Problem requirements: I need the lines below from the one with "pick out the suv" down to the one with "pick out the tall" reproduced exactly, both ends included, and nothing else.

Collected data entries
──────────
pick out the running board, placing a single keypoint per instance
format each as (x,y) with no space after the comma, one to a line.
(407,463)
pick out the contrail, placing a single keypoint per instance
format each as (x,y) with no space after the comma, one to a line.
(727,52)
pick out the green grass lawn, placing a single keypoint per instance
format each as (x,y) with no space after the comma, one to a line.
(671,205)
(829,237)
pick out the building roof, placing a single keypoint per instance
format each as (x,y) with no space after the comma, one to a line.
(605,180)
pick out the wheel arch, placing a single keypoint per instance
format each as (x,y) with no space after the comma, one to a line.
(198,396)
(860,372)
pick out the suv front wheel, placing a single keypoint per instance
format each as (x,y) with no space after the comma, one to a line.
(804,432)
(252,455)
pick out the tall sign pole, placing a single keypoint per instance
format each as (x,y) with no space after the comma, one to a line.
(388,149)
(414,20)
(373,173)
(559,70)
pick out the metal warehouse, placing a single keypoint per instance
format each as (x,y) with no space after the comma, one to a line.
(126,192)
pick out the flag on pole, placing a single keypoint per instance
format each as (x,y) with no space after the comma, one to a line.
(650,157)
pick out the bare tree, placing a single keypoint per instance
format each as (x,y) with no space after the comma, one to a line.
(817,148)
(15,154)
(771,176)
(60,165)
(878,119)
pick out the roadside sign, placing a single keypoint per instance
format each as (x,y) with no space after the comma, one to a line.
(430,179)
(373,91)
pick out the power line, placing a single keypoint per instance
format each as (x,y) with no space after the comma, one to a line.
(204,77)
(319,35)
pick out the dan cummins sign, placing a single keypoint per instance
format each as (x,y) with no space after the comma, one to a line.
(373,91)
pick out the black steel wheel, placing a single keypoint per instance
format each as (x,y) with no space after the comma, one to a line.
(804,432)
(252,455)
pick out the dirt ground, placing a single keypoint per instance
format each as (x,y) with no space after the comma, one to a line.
──────────
Solution to the exercise:
pick out the suv front wheel, placing a single keypoint per instance
format each as (x,y) with no space after the comma, one to a line.
(804,432)
(252,455)
pick out the tall sign pole, placing a single keypoint per instance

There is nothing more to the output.